■ Data for this exercise ■

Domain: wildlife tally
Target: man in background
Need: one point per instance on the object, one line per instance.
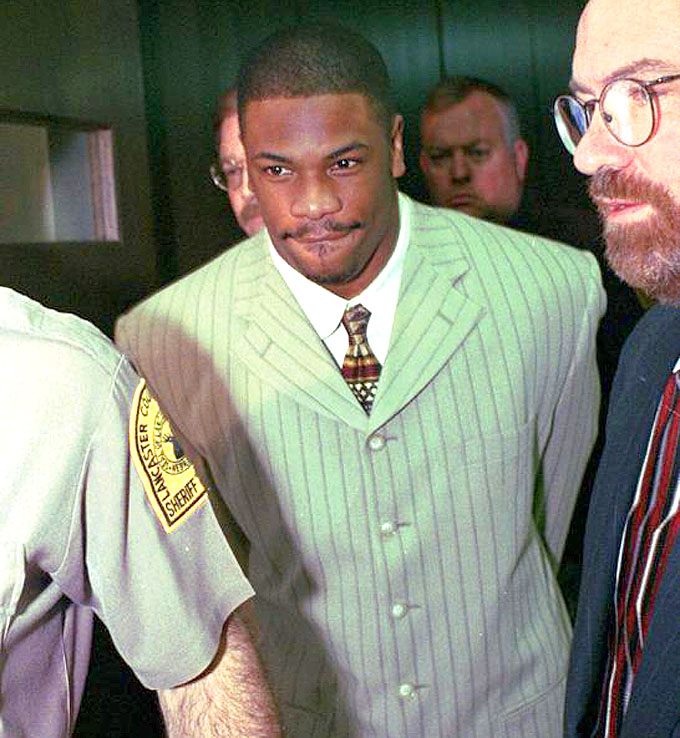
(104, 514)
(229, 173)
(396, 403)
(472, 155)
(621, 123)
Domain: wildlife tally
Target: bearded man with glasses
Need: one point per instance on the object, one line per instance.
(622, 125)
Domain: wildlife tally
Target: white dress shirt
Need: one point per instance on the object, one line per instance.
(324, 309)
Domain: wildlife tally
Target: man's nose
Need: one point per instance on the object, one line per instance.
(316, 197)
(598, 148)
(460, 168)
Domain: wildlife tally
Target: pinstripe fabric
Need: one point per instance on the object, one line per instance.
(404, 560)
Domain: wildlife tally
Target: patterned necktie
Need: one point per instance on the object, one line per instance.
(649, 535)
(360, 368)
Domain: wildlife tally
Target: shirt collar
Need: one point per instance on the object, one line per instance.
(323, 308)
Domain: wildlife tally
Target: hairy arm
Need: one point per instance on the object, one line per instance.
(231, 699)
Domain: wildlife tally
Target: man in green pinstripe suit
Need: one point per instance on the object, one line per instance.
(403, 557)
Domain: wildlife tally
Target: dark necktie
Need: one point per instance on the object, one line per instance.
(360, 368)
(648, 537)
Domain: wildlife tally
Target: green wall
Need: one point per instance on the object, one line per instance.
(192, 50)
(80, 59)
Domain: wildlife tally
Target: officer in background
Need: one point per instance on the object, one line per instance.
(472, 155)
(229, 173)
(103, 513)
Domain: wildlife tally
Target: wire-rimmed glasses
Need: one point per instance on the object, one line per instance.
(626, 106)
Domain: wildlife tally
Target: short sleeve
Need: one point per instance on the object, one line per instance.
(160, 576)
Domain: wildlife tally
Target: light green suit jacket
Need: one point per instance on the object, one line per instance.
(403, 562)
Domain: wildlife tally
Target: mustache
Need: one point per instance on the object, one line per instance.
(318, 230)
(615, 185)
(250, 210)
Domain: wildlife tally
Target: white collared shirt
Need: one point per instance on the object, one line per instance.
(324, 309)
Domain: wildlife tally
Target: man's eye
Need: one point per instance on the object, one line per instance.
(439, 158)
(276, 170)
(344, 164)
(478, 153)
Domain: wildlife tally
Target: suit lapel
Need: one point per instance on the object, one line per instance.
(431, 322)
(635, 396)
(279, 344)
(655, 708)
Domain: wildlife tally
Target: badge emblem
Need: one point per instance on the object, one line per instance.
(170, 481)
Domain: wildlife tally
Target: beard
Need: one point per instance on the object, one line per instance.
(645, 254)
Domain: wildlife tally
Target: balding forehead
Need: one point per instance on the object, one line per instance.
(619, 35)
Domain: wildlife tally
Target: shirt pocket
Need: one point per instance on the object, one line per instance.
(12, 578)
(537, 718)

* * *

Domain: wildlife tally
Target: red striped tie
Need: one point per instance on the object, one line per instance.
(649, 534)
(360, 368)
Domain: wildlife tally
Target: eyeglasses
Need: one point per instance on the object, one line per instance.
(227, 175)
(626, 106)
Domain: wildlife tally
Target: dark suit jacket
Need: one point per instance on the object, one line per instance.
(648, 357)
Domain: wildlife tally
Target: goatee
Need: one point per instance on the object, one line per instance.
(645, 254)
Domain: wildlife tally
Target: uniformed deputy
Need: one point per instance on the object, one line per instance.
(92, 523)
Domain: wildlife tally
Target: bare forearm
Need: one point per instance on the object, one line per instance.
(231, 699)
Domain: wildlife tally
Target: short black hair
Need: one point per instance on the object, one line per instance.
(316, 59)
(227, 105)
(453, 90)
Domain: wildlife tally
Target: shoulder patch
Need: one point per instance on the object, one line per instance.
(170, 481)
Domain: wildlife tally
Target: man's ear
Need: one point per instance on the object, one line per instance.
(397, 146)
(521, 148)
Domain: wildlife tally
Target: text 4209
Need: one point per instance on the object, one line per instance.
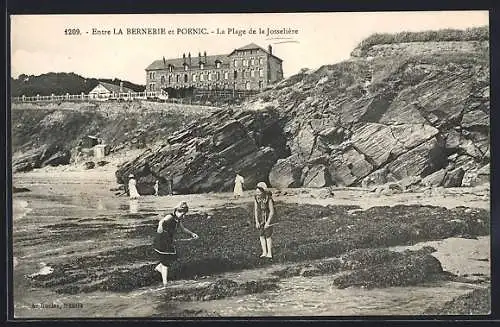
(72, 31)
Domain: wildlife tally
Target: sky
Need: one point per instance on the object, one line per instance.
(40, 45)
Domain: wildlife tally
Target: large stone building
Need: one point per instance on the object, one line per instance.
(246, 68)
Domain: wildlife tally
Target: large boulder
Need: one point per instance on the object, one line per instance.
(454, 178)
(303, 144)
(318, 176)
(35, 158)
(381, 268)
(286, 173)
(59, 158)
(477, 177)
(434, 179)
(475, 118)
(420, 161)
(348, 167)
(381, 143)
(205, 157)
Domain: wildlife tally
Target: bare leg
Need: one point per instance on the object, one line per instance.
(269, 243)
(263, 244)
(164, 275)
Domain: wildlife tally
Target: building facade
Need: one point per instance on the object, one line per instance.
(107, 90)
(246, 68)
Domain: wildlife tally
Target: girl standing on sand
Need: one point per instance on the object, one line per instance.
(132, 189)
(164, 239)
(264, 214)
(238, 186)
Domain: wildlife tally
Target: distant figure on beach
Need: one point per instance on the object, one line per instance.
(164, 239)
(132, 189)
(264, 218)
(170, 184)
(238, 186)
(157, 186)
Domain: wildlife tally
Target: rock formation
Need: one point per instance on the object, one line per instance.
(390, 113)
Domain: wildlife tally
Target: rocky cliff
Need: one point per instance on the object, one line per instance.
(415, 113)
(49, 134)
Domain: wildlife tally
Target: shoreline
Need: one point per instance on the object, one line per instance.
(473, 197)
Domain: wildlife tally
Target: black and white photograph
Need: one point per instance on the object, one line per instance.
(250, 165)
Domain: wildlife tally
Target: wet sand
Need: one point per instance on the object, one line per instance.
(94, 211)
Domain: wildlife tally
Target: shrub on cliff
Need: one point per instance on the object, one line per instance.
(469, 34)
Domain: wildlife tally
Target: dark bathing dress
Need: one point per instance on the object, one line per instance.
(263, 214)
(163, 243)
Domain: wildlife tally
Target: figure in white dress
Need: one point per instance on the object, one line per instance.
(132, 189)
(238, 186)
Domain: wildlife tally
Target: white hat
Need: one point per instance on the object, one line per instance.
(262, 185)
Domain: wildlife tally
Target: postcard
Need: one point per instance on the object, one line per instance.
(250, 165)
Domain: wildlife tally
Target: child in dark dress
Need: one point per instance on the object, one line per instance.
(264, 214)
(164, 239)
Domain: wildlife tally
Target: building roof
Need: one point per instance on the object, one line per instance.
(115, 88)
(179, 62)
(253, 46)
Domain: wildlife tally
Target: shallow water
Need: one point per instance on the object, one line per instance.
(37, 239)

...

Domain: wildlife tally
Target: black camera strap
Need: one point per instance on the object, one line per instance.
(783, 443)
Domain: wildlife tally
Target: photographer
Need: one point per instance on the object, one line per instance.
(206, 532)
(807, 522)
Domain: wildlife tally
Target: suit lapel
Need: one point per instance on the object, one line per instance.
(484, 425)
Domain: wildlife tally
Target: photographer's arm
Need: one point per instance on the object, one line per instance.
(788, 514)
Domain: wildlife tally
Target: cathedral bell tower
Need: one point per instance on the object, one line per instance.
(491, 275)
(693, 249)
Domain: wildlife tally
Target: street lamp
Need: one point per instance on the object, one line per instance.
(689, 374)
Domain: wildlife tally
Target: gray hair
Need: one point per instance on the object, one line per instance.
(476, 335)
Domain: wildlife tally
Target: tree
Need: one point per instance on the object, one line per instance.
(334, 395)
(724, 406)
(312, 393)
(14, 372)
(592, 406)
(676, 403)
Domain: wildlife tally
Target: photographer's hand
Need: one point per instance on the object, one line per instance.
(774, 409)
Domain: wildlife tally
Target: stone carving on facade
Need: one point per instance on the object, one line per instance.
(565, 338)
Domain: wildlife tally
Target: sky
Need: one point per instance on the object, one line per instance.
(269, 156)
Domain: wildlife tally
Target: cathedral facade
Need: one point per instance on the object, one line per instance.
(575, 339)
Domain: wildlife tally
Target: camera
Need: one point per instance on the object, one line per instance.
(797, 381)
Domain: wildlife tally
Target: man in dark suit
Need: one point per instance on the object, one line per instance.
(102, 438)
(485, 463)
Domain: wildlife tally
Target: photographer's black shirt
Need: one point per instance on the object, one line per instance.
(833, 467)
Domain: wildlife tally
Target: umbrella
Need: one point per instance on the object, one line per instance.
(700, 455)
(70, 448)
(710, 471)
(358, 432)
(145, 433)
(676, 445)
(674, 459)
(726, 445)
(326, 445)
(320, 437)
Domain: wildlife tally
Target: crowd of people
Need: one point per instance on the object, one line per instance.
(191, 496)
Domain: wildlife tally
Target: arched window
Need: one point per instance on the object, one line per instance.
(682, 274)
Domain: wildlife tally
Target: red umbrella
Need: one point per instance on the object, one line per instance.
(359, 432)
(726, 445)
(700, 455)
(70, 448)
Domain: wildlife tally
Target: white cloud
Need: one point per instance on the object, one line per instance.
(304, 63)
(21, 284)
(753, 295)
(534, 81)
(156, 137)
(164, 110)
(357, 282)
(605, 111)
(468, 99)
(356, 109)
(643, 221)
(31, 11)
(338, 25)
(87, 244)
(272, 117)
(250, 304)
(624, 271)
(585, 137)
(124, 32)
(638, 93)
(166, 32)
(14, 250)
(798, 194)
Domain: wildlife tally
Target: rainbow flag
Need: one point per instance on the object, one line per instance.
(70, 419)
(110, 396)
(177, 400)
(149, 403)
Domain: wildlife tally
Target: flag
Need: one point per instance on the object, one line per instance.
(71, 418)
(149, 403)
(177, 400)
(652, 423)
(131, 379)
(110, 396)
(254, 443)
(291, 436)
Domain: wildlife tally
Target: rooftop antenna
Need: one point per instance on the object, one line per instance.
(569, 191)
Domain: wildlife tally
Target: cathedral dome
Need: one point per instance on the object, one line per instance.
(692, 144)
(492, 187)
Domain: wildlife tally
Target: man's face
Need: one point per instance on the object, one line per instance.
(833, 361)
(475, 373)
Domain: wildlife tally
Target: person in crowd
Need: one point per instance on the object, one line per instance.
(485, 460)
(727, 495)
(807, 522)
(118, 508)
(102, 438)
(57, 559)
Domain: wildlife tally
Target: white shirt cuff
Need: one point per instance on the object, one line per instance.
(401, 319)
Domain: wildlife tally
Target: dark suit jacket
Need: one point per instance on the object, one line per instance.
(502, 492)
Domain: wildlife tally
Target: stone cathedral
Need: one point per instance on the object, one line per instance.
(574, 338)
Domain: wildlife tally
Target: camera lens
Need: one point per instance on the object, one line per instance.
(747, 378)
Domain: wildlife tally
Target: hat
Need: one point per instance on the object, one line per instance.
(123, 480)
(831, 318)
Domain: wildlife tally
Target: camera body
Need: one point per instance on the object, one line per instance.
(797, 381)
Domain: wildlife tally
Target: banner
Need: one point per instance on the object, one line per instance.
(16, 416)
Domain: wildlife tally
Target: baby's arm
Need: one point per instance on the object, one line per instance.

■ Instructions to follow ■
Set down exactly the lines of the data above, beginning with the line that has "Target: arched window" and ending with the line that has "Target: white cloud", and no others.

■ Response to the exercise ■
Target: arched window
Need: one point per instance on the object, one line per instance.
(682, 274)
Domain: wildlife tally
Target: red umbrella
Need: one point per instance on the object, one line per instance.
(359, 432)
(726, 445)
(700, 455)
(70, 448)
Domain: wildlife tally
Target: white cloud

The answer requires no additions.